AIM: Reproduce exactly, with no other output, every line of the data below from the line containing "of the withered" to the end, inclusive.

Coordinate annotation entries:
-------------------------

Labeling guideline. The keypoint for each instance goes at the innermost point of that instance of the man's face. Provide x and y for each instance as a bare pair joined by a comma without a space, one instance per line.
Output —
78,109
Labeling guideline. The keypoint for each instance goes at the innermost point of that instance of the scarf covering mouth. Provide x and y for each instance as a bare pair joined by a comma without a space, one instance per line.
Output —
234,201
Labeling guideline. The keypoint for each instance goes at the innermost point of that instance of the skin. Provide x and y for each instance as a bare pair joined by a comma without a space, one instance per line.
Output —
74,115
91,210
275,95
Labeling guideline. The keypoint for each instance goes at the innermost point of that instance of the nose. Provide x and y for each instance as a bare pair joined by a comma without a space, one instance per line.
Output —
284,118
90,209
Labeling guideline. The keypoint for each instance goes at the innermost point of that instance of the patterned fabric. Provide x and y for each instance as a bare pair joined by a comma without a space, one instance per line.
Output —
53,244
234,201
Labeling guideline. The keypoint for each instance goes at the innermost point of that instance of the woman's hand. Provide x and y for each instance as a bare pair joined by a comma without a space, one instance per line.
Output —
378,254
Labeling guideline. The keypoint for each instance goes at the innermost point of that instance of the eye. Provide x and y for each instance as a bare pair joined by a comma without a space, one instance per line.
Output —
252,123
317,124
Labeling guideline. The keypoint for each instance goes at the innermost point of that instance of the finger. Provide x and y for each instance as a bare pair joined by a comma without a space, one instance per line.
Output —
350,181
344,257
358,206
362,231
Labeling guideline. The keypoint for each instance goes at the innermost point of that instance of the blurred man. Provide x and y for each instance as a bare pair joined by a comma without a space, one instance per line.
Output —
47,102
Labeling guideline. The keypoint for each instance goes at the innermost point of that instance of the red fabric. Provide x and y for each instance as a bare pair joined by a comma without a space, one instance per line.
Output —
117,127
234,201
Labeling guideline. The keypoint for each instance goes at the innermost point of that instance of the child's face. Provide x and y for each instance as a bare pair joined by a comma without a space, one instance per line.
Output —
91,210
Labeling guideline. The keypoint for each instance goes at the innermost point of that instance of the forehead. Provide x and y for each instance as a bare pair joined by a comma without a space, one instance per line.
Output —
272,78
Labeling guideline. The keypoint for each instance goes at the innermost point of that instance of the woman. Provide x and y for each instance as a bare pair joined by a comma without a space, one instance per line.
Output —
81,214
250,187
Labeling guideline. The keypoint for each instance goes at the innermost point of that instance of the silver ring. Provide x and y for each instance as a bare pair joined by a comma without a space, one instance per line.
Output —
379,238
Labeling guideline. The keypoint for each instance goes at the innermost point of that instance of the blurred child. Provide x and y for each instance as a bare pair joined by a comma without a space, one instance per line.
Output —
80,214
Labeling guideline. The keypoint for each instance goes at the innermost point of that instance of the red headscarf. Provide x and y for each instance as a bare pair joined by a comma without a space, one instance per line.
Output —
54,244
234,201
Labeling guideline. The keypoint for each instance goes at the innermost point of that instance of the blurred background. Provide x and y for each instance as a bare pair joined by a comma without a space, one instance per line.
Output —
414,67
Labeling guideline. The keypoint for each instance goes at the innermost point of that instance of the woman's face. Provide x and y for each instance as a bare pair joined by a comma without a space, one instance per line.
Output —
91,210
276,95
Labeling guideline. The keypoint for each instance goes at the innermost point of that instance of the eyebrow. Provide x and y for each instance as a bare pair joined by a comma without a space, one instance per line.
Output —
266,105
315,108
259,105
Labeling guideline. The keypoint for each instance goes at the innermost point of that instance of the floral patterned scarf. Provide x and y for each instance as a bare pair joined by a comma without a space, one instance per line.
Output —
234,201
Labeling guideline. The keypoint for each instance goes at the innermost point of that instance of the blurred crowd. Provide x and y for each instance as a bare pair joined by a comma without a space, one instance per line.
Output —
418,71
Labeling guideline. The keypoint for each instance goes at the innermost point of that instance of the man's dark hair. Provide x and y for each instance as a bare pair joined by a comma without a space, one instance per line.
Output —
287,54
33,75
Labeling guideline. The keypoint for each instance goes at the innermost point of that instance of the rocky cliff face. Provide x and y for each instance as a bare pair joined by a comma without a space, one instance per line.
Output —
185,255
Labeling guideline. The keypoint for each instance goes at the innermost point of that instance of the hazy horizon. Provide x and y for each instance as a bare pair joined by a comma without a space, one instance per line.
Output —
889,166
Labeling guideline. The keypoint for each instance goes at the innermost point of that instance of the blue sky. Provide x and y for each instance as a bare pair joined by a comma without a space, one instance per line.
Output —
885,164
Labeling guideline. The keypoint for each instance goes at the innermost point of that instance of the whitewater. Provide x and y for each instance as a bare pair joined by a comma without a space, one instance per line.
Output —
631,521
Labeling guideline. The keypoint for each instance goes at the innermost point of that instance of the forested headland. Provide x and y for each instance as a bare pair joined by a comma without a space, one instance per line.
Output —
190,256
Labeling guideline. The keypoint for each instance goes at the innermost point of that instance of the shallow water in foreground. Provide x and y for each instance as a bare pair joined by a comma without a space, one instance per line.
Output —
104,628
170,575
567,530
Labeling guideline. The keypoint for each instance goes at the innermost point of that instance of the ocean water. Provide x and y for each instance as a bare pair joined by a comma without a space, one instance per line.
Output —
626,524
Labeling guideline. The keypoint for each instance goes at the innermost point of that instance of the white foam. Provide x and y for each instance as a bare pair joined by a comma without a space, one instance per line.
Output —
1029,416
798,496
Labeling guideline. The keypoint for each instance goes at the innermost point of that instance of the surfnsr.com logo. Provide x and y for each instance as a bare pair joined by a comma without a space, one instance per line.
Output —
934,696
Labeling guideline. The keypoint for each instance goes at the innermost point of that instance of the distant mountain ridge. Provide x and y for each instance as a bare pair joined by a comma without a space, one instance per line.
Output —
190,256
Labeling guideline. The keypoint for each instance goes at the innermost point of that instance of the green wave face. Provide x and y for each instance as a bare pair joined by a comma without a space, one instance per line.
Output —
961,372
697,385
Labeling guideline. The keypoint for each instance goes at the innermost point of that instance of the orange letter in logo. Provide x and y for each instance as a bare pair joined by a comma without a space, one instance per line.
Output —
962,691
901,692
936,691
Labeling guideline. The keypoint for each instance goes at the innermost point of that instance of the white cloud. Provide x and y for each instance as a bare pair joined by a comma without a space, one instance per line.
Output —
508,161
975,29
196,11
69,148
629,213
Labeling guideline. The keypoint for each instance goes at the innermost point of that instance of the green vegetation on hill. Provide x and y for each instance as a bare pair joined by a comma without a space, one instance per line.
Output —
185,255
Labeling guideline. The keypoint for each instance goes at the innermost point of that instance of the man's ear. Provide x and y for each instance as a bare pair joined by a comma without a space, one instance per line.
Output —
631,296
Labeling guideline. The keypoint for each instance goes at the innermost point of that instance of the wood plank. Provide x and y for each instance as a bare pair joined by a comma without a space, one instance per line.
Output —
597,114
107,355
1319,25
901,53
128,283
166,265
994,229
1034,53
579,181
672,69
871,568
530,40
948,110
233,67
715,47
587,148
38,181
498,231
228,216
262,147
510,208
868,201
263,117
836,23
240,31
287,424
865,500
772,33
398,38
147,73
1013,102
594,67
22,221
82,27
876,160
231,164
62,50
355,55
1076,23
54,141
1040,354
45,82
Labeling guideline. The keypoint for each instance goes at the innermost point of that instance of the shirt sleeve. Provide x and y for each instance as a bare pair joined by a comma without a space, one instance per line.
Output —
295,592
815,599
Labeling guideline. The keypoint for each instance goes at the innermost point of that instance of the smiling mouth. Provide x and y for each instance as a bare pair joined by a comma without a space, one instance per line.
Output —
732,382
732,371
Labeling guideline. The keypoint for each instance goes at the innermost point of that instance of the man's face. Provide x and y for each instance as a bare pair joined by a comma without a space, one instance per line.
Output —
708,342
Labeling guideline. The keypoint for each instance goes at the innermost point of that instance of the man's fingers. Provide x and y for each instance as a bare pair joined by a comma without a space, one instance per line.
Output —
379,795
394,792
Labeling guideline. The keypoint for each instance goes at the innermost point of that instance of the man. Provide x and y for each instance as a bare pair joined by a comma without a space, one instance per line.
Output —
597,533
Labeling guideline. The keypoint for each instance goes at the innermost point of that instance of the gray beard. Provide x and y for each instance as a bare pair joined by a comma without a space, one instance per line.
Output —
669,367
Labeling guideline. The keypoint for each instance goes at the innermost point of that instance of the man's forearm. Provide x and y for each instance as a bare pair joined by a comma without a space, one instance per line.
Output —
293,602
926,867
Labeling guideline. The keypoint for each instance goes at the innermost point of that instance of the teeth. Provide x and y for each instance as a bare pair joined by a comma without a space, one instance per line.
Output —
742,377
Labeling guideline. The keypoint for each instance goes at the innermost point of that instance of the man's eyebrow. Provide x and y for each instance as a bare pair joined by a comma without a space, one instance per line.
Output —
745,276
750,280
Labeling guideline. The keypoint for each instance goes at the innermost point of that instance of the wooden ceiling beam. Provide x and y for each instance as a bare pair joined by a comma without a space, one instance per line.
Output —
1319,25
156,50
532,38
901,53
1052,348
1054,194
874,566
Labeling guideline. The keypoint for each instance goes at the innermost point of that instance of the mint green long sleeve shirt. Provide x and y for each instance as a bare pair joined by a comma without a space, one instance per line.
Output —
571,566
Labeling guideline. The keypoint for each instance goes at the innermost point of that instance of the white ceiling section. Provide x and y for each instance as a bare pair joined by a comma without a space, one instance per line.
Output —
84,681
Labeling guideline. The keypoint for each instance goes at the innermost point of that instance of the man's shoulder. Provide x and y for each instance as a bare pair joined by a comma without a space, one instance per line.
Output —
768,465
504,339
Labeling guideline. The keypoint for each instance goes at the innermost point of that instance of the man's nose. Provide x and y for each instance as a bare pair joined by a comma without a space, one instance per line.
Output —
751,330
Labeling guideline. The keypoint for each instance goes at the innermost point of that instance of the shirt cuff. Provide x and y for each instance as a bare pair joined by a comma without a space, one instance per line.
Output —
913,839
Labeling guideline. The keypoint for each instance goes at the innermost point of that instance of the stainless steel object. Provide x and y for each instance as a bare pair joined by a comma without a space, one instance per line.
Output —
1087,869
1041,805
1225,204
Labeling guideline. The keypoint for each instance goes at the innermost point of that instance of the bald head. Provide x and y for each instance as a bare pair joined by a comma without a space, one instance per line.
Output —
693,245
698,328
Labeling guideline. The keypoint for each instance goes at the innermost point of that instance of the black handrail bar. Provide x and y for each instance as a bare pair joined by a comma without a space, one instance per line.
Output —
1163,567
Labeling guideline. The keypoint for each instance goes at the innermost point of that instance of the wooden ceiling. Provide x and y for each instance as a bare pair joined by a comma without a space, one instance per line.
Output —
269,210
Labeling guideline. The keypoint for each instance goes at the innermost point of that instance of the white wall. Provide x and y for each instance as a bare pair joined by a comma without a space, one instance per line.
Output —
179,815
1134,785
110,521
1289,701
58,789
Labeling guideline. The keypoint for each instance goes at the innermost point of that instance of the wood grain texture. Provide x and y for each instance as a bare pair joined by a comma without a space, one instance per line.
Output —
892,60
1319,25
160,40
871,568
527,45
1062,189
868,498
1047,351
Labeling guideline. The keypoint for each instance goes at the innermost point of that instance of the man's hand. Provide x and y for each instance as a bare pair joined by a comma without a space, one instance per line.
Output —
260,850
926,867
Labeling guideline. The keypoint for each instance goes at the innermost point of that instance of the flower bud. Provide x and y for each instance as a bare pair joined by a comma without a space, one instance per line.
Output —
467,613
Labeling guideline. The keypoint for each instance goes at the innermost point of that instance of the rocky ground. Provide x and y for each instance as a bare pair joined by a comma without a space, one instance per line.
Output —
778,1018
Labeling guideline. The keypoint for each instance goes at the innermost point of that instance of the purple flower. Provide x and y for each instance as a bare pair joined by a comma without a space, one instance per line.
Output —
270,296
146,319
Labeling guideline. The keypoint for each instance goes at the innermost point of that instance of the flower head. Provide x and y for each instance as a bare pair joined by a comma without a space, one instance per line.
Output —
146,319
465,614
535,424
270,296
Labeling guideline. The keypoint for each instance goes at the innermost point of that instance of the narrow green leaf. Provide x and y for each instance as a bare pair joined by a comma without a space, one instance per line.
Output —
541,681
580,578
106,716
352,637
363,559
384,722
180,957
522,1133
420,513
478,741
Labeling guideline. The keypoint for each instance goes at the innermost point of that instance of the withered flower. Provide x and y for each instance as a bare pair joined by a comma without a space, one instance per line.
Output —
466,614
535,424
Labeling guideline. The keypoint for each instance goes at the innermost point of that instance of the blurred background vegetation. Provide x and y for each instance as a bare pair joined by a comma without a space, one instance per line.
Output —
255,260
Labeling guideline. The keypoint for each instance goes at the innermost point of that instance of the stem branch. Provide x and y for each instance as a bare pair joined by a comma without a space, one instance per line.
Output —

-------------------------

RESPONSE TO THIS EXERCISE:
Labeling guideline. The keypoint for each instance goes at the innermost point of that instance of the withered flower. Provide x and y for each instance as a bare pair joined by a comma without a space, one instance per line.
Output —
466,614
535,424
Labeling guideline. The keypoint for each instance goes at the innermost point of that instance of the blurred background vegetation. Provide x and y for each instance as a bare pair joined by a comma without a space, one instance per line.
Output —
255,260
Labeling guideline. The keypoint for each instance goes at the innermost point of that instance of the stem branch. Provide x and y for each instance as a bare pair joined by a comma without a space, one instance per line.
Output —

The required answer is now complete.